---------- Available data
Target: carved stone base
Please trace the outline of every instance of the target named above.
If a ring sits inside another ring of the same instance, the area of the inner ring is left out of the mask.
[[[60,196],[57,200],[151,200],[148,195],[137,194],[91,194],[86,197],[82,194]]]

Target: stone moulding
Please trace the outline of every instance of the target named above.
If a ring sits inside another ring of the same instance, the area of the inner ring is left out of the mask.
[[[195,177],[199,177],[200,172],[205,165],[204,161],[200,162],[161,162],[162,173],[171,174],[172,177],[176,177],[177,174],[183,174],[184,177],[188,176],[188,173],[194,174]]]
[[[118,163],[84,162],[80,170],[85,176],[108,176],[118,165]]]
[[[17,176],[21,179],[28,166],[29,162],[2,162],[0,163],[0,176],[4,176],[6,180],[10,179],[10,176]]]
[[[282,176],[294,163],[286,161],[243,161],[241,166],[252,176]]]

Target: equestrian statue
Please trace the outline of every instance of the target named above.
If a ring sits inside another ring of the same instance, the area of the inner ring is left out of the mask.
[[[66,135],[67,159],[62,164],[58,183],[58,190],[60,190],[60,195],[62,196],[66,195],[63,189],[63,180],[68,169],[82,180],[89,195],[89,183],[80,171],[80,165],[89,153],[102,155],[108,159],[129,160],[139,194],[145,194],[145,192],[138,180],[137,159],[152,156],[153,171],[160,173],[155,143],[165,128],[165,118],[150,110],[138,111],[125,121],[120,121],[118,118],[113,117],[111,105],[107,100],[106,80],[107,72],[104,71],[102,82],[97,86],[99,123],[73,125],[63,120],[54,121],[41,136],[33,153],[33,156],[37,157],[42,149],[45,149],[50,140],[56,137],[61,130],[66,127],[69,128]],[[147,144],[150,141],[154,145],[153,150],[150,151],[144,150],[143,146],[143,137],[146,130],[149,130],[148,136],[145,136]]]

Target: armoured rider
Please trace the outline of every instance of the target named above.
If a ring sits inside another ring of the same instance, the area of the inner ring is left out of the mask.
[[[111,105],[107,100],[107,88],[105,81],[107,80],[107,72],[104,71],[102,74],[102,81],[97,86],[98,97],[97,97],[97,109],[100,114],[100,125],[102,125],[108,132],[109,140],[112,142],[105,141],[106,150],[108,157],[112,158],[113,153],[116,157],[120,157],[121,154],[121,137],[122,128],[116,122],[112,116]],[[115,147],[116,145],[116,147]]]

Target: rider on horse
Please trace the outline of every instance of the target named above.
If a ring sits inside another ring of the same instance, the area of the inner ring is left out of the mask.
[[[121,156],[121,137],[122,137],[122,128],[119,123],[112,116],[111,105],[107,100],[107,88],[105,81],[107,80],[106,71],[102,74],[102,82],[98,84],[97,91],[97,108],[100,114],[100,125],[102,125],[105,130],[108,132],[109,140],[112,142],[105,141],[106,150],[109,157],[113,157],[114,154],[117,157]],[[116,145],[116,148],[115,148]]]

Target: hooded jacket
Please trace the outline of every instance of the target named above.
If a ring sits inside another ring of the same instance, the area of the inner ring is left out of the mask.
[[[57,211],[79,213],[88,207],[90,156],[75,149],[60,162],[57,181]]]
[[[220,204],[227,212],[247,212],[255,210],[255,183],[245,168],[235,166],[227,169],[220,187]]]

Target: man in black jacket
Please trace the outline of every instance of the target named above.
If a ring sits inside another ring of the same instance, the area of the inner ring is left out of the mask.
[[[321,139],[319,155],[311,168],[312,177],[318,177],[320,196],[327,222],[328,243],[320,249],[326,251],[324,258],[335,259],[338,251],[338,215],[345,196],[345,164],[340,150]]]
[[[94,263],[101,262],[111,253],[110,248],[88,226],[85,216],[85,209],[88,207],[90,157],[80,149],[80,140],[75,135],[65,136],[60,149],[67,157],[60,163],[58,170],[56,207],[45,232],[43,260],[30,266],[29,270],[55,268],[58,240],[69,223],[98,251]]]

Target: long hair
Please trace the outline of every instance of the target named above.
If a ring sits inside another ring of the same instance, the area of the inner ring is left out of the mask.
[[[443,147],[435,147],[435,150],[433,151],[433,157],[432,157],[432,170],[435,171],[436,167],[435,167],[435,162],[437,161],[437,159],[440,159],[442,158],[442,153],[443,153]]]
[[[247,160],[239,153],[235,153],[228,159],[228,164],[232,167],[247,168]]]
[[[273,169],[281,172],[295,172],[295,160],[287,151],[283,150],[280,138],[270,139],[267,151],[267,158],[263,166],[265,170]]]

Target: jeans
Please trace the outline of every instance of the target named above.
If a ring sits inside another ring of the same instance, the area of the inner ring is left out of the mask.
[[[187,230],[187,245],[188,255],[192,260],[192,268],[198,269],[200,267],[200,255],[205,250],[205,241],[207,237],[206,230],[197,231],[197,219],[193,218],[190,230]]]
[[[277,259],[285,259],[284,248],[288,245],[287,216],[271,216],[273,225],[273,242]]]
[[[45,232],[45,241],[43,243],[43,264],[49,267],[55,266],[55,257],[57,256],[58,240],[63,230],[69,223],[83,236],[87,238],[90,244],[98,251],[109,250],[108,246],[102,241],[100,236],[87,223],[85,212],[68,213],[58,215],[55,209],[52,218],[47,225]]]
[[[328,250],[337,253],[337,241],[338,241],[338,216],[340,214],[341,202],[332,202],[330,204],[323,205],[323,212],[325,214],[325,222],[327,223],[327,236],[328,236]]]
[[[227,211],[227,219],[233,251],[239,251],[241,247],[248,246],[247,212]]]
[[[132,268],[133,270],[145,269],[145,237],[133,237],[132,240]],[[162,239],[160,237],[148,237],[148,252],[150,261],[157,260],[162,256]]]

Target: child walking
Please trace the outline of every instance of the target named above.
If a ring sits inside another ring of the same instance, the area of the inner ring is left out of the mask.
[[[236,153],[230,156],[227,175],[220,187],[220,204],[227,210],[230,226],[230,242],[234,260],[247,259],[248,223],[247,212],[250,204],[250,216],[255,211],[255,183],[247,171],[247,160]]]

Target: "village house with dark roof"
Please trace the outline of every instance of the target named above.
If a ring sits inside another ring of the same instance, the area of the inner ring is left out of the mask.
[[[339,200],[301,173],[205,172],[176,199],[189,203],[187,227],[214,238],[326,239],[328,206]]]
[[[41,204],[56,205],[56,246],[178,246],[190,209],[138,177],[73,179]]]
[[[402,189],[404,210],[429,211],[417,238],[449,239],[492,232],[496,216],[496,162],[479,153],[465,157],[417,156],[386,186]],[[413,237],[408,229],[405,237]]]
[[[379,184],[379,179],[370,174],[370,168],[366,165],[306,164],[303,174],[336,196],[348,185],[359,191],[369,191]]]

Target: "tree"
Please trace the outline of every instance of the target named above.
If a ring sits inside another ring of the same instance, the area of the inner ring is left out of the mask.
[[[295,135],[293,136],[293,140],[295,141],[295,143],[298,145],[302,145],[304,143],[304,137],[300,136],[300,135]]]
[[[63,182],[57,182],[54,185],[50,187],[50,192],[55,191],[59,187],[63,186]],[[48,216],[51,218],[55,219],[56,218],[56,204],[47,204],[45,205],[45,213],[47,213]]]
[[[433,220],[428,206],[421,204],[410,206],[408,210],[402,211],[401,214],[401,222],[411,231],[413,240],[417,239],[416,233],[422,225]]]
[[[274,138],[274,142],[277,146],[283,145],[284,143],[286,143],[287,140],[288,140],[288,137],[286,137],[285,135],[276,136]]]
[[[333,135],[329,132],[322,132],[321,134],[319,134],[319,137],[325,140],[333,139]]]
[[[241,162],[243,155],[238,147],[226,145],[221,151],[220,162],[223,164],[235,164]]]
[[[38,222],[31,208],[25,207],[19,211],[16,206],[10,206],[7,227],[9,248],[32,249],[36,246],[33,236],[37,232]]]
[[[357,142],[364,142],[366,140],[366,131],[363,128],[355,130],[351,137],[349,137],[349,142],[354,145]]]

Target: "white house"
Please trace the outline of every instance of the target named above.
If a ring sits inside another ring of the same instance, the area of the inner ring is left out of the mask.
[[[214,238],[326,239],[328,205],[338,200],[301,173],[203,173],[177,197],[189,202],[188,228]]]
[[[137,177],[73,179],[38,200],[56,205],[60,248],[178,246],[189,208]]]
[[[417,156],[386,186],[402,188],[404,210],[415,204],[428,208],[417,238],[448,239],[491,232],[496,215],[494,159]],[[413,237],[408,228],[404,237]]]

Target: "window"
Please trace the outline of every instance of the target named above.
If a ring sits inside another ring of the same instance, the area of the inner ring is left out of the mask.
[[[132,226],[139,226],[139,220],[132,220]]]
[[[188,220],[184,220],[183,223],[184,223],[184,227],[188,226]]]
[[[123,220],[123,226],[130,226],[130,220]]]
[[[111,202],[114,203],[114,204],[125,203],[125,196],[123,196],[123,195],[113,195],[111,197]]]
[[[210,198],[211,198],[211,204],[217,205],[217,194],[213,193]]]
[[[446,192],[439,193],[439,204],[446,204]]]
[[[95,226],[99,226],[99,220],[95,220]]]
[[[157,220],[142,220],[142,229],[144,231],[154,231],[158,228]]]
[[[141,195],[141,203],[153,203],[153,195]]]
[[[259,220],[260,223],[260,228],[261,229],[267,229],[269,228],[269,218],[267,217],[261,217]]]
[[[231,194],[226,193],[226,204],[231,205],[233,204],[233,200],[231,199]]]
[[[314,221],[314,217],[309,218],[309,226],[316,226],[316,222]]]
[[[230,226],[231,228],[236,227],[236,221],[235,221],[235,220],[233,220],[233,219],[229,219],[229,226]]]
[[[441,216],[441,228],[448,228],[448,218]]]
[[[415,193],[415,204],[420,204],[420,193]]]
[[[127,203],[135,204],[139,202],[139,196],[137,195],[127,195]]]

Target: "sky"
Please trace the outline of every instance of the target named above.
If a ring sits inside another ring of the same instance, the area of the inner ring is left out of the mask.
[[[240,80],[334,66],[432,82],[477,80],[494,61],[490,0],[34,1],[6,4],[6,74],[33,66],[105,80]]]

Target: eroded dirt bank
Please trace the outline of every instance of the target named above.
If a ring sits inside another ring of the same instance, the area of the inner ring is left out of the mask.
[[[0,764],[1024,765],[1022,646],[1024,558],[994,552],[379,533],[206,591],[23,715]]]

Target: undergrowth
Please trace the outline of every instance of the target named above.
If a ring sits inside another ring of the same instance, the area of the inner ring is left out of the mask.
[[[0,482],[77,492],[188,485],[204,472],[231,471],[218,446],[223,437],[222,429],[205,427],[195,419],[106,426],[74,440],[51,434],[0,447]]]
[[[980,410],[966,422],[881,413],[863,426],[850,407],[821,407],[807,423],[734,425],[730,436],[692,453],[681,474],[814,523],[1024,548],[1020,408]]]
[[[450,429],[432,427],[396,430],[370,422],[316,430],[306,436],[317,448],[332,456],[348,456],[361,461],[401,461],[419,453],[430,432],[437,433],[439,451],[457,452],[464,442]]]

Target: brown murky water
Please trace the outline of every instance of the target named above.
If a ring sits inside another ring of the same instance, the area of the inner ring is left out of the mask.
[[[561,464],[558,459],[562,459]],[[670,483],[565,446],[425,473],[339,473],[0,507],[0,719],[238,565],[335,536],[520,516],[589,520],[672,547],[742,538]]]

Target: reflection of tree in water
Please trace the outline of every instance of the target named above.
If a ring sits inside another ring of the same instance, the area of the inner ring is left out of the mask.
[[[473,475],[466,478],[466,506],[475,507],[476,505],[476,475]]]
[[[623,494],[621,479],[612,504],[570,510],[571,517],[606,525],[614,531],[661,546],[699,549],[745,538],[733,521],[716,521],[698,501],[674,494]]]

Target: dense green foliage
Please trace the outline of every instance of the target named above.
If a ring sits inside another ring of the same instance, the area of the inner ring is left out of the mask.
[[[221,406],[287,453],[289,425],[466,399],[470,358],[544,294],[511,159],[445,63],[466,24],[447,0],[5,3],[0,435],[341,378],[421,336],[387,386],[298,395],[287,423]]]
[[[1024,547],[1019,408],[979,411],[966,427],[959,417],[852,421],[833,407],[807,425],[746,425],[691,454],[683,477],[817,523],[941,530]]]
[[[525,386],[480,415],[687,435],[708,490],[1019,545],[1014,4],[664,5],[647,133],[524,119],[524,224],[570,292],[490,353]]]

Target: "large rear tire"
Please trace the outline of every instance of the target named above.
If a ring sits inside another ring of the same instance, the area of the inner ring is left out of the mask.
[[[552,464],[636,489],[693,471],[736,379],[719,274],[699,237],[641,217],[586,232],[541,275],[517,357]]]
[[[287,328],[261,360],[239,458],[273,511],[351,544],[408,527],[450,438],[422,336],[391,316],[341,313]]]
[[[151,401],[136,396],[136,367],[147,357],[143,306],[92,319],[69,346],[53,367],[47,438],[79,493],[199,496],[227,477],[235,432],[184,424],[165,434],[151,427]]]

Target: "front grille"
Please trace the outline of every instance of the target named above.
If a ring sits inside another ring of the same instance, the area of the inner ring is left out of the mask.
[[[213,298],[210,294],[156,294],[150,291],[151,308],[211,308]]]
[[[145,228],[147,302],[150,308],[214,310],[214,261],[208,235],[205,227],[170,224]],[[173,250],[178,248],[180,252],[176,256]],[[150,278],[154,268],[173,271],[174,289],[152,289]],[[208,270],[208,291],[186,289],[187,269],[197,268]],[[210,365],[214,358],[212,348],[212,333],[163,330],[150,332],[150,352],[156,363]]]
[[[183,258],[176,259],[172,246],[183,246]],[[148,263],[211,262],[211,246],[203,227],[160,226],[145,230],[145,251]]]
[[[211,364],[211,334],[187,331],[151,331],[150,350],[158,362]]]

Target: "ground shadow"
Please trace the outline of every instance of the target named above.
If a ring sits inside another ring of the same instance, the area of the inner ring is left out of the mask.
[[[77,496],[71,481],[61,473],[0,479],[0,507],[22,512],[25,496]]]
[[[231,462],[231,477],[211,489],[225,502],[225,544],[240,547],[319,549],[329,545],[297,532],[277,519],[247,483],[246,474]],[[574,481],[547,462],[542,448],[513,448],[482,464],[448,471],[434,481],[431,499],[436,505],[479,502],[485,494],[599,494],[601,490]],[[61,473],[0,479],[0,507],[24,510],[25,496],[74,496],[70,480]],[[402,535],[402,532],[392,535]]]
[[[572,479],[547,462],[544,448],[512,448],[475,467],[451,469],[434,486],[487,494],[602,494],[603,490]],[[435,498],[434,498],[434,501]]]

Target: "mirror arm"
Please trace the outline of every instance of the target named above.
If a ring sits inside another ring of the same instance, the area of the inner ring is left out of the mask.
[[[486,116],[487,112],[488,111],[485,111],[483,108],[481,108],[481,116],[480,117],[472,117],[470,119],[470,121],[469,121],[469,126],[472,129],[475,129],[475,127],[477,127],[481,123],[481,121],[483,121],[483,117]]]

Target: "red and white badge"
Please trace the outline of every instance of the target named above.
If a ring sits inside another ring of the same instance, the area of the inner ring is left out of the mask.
--------------------
When a line among the entries above contains "house", copy it.

Target: "village house with dark roof"
Target: "white house"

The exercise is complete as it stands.